Mes enfants, dont je m’étais occupée à temps plein pendant des années, devenaient peu à peu de jeunes adultes. Je savais qu’ils allaient bientôt quitter la maison, et je sentais approcher le vide que cela allait créer. À cette perspective s’ajoutait une véritable tempête intérieure liée aux bouleversements hormonaux de la ménopause. J’avais besoin de recommencer un nouveau chapitre après avoir tournée la dernière page d’un livre.
Alors avec beaucoup de motivation, je suis montée au grenier fraîchement aménagé, j’ai sorti une grande toile de 100 x 120 cm, de la peinture à l’huile… et j’ai commencé. J’ai voulu immortaliser notre vie de famille, avec mes enfants, en y mêlant des animaux, des plantes — tout ce qui faisait notre monde. J’avais pour cela une immense base de données de photos de famille, de notre maison, du jardin, des chats… J’ai commencé à composer dans ma tête comme un collage de fragments de souvenirs, que je traduisais ensuite en un croquis. Ce premier tableau, An Afternoon in 2050, est né ainsi : une scène autour d’une table, dans un monde réinventé.
Pendant que je peignais, j’écoutais des interviews de Paul Delvaux. Il me touchait par sa simplicité. Il peignait son monde intérieur, nourri de ses souvenirs d’enfance avec chaque fois cette crainte de ne pas être capable d’y arriver. Alors je me suis dit : Pourquoi ne pourrais-je pas, moi aussi, créer mon univers imaginaire ?
Ce premier tableau m’a procuré énormément de plaisir, et aussi un étrange apaisement. Je devais me concentrer longuement sur les visages, les mains, les détails… prendre le temps. Et ce faisant, j’avais l’impression de passer du temps avec mes enfants, comme si je les retenais encore un peu à mes côtés à travers la toile.
Mais au fond, il y avait plus que cela. J’ai toujours eu du mal à vivre dans le monde tel qu’il est. La course au matériel, la déconnexion du vivant, l’indifférence à la beauté me pèsent. J’ai souvent eu ce sentiment de décalage. Très tôt, je me suis sentie différente, comme si je ne rentrais pas tout à fait dans le moule, c’est pour cela que j’avais à l’époque du mal à travailler en entreprise. Finalement, être seule dans mon atelier à peindre ou dessiner, ça me convient parfaitement.

Consignes:
**A)** Recopiez le passage du texte sur la peinture qui commence à « Ce premier tableau m’a » et se termine à « me convient parfaitement. », en remplaçant « atelier » par « salon ».
**B)** Dans le texte sur la peinture, quel titre porte le premier tableau ?
**C)** Écrivez la suite du texte sur la peinture, après sa dernière phrase.

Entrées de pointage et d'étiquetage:
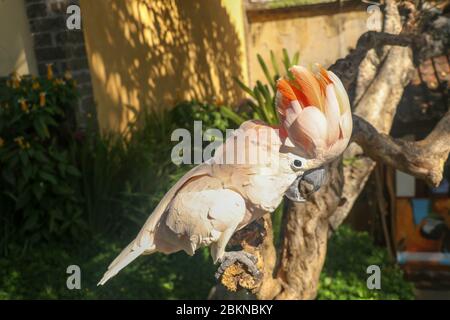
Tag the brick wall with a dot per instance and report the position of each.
(64, 48)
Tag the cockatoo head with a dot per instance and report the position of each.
(316, 121)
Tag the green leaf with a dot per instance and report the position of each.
(31, 222)
(244, 87)
(41, 128)
(274, 64)
(265, 70)
(48, 177)
(73, 171)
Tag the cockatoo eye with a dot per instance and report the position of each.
(297, 164)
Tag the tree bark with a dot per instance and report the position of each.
(375, 74)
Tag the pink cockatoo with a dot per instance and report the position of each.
(250, 173)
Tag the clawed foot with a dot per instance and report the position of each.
(247, 259)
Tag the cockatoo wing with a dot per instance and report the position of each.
(315, 113)
(144, 240)
(202, 213)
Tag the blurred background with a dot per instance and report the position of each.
(85, 123)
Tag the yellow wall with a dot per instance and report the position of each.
(321, 38)
(150, 54)
(16, 51)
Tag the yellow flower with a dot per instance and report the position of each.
(50, 71)
(24, 105)
(20, 142)
(42, 99)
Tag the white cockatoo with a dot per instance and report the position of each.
(250, 173)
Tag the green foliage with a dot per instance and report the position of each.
(262, 103)
(344, 275)
(38, 195)
(212, 116)
(42, 274)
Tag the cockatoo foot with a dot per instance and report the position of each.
(247, 259)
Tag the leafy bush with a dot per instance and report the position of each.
(262, 102)
(38, 195)
(344, 274)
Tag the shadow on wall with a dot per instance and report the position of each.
(151, 54)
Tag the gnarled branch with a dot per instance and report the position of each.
(423, 159)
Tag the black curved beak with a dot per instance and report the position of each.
(306, 184)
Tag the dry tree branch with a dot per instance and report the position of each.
(377, 71)
(423, 159)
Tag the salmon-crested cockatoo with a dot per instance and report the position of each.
(250, 173)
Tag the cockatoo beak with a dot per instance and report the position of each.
(306, 184)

Réponses attendues:
**A)**
Ce premier tableau m’a procuré énormément de plaisir, et aussi un étrange apaisement. Je devais me concentrer longuement sur les visages, les mains, les détails… prendre le temps. Et ce faisant, j’avais l’impression de passer du temps avec mes enfants, comme si je les retenais encore un peu à mes côtés à travers la toile.
Mais au fond, il y avait plus que cela. J’ai toujours eu du mal à vivre dans le monde tel qu’il est. La course au matériel, la déconnexion du vivant, l’indifférence à la beauté me pèsent. J’ai souvent eu ce sentiment de décalage. Très tôt, je me suis sentie différente, comme si je ne rentrais pas tout à fait dans le moule, c’est pour cela que j’avais à l’époque du mal à travailler en entreprise. Finalement, être seule dans mon salon à peindre ou dessiner, ça me convient parfaitement.

**B)** An Afternoon in 2050.

**C)**
La quête du beau m’habite depuis toujours. Petite vers 6 – 7 ans, quand on me demandait ce que j’aimais, je répondais : j’aime ce qui est beau. Et j’allais jusqu’à noter, dans un petit carnet, des points pour les toilettes des maisons que je voyais chez les amis, dans la famille. J’évaluais leur beauté selon des critères bien à moi. C’était déjà ma façon de voir le beau là où d’autres ne regardent même pas.
Mon lien au vivant est tout aussi ancien. Il vient sûrement de l’enfance, passée dans notre grand jardin sauvage qui descendait vers une rivière sinueuse entourée de chênes, de noisetiers, de peupliers. Ce jardin était mon refuge. Le son de l’eau sur les pierres, les chants d’oiseaux, la lumière filtrée par les feuillages… Tout cela m’a modelée. Nous avions aussi à la maison un choucas apprivoisé, Milou, Il était libre de rentrer et sortir de la maison comme il désirait. Lorsqu’on l’appelait par son nom, il venait se poser sur l’épaule. Sans compter les nombreux chats que nous avons eus et les nombreuses heures que j’ai passées avec eux à jouer au docteur. Ce lien fort, presque magique, à la nature et aux animaux, m’habite encore aujourd’hui.
Et puis, il y a eu Le Petit Prince de Antoine de Saint-Exupéry. J’avais reçu un disque vinyle de cette histoire que j’écoutais à l’âge de la maternelle (5 ans) sur l’heure du midi lorsque je venais manger mes tartines à la maison. Je me couchais sur le ventre par terre sur le tapis et je me laissais bercer par la douce voix de Gérard Philipe. Je crois que ce récit m’a profondément éduquée : il m’a appris la valeur des liens du cœur. C’est probablement pour cela que je ressens aussi fort l’importance du vivant, du respect de toute chose qui vit, qu’elle soit humaine, animale ou végétale.
Je crois que nous vivons dans un monde qui valorise trop la possession et pas assez la contemplation. Moi, je préfère m’émerveiller d’un oiseau qui chante le matin, d’une mauvaise herbe qui pousse entre deux dalles de trottoir, du sourire d’un inconnu croisé lors d’une promenade. Cela me suffit. J’éprouve une vraie joie à voir ces petites choses, là où beaucoup ne prennent plus le temps de regarder.
Face à l’actualité, aux conflits, aux injustices — et surtout face aux dérèglements profonds liés au réchauffement climatique — je me sens impuissante. Alors je fuis. Je me réfugie dans mon monde intérieur. Peindre et dessiner est une manière d’absorber ce qui me dépasse et de le transformer. C’est un refuge. Mais c’est aussi une mission, de plus en plus claire avec le temps : éveiller, toucher, faire réfléchir sans mettre la pression. Et puis il y a eu cette rencontre, comme un éclat discret qui a révélé que ma lumière pouvait être vue — même dans sa fragilité.
À travers mon travail, j’espère inviter les gens à ralentir, à prendre le temps de regarder mes œuvres mais aussi le monde qui les entoure, à se reconnecter à la beauté du monde, à repenser la manière dont ils vivent. Une œuvre, un regard, peut être le début d’une prise de conscience. Ce que j’aimerais, c’est semer des petites graines, tout simplement.
Voilà, je crois que c’est pour cela que j’ai commencé à peindre et dessiner à temps plein, il y a cinq ans.